**EXERCISE INPUTS**
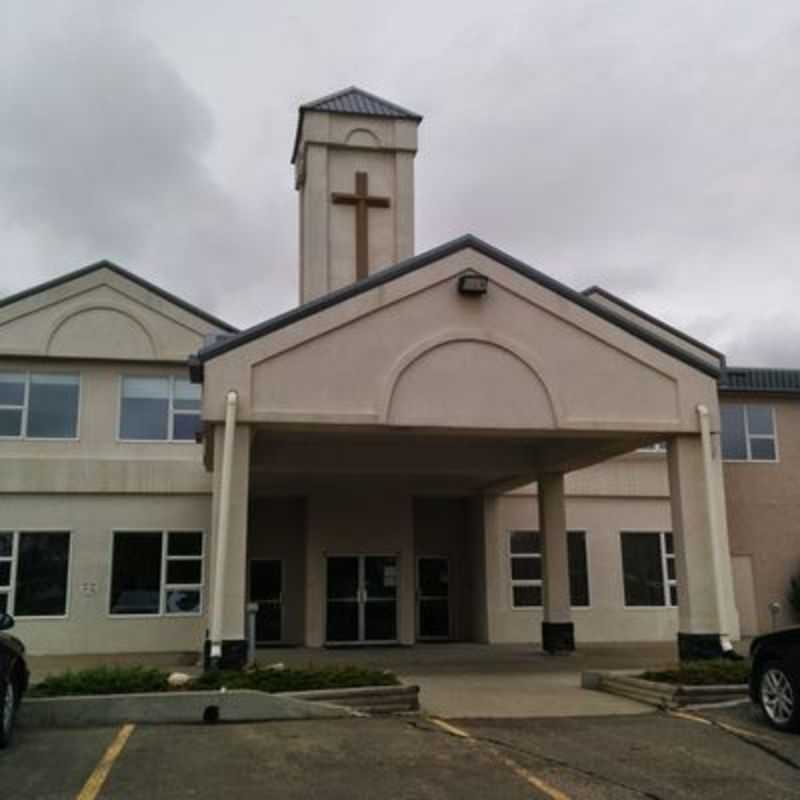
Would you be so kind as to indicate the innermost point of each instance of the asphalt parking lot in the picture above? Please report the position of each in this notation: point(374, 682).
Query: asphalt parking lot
point(723, 753)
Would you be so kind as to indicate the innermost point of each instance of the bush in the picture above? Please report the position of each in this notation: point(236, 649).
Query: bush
point(295, 679)
point(103, 680)
point(714, 672)
point(129, 680)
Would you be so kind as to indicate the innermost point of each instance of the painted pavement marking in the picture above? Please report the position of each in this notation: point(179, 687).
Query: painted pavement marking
point(517, 769)
point(91, 789)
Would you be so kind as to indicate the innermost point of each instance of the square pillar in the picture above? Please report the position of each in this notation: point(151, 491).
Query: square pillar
point(234, 594)
point(700, 562)
point(558, 631)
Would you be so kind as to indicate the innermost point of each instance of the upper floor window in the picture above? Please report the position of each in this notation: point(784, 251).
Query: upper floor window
point(159, 409)
point(748, 432)
point(37, 405)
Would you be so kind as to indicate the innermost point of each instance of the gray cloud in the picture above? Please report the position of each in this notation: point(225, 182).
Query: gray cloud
point(650, 148)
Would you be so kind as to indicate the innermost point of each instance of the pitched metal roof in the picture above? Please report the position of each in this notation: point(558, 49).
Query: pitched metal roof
point(760, 379)
point(109, 265)
point(422, 260)
point(352, 100)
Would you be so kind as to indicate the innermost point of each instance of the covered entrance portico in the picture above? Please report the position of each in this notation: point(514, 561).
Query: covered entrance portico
point(366, 440)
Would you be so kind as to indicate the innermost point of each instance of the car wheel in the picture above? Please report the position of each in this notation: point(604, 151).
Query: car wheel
point(779, 695)
point(8, 707)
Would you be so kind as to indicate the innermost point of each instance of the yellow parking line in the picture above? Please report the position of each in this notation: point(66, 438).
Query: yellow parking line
point(96, 780)
point(519, 771)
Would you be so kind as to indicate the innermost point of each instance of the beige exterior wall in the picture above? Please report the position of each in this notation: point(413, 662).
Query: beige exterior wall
point(763, 505)
point(91, 519)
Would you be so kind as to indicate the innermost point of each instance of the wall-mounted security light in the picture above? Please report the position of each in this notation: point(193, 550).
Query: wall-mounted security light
point(473, 284)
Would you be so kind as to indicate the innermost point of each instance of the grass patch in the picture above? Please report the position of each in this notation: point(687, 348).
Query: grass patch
point(714, 672)
point(130, 680)
point(102, 680)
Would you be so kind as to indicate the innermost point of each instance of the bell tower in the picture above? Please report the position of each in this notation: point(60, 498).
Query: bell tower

**INSTRUCTIONS TO FOLLOW**
Every line should be retyped exactly, with the pictures omitted.

**ANSWER TO THE PROBLEM**
Would you be so kind as to indicate the innermost point of each instance of the asphalt parking lot in the picture above? Please report the position of each in this notation: point(374, 682).
Query: asphalt parking lot
point(723, 753)
Would you be so kind as to indicate the innermost point of each instance of the bush in the picture above? Please report the position of each in this notation: point(236, 649).
Query: bush
point(295, 679)
point(103, 680)
point(714, 672)
point(129, 680)
Would you be so kind as to indicate the innermost point of each instance of the painted pavement marking in the picture above? Please report the position of each in this notation: point(179, 687).
Query: painted pavement marking
point(517, 769)
point(91, 789)
Would you be so kind as to indicate the innermost point of each instance of the square pillar in the picture above? Please report the position of each in this notation: point(151, 491).
Query: square pillar
point(234, 594)
point(700, 562)
point(558, 631)
Would you be so kind as to indicate the innermost point of each instance of the upper floor window in the picture above? Please report the position of each in this notation: point(784, 251).
Query: upper floor window
point(159, 409)
point(748, 432)
point(37, 405)
Would you be so kind as to indicate the innermost point of each instance of the gray cloud in the picture above? Please report the position of each in this notation: point(225, 182).
Query: gray cloud
point(650, 148)
Would you be so kind as to indicate the innermost point of each instance of the pitched metal roof in the picture above? Please report the position of each in this notation: point(558, 49).
Query: pitched metal roof
point(760, 379)
point(109, 265)
point(422, 260)
point(352, 100)
Would you be so kind as to indicate the innermost point of each instance of the covered entrance portico in the picture above? Please report the position of each in this notation: point(514, 561).
Query: covered entrance portico
point(366, 440)
Would you be so kind as to indicate the innermost point of each instance of the car wheel in the picture above? Please report the position of each in this notation: point(604, 151).
Query: car wheel
point(779, 695)
point(8, 707)
Would you be so kind as to indicate the innermost point of each instance of the yellow parking line in the picture above? Please report the position of each in this notation: point(66, 438).
Query: yellow parking line
point(96, 780)
point(519, 771)
Would you be so kind as to indicate the innermost point of each instance of the beige exterior wall in the picture above? Please report the position of each in this notation: point(413, 662).
Query: beige exterior wall
point(763, 505)
point(91, 519)
Would you be so kind as to indicate the innermost point of each instance of the wall-mounted security light in the picture above? Please report the position of each in this notation: point(193, 550).
Query: wall-mounted security light
point(473, 284)
Would you be so kind as to indicate the innermost point of each instance of the grass patch in the picture above? Please report the position of each in this notation: point(687, 348).
Query: grass patch
point(714, 672)
point(130, 680)
point(102, 680)
Would you be so kind as to indicate the innermost point of each instance of the bell tower in the picture above? Please report the position of each in this notation: point(60, 498).
Query: bell tower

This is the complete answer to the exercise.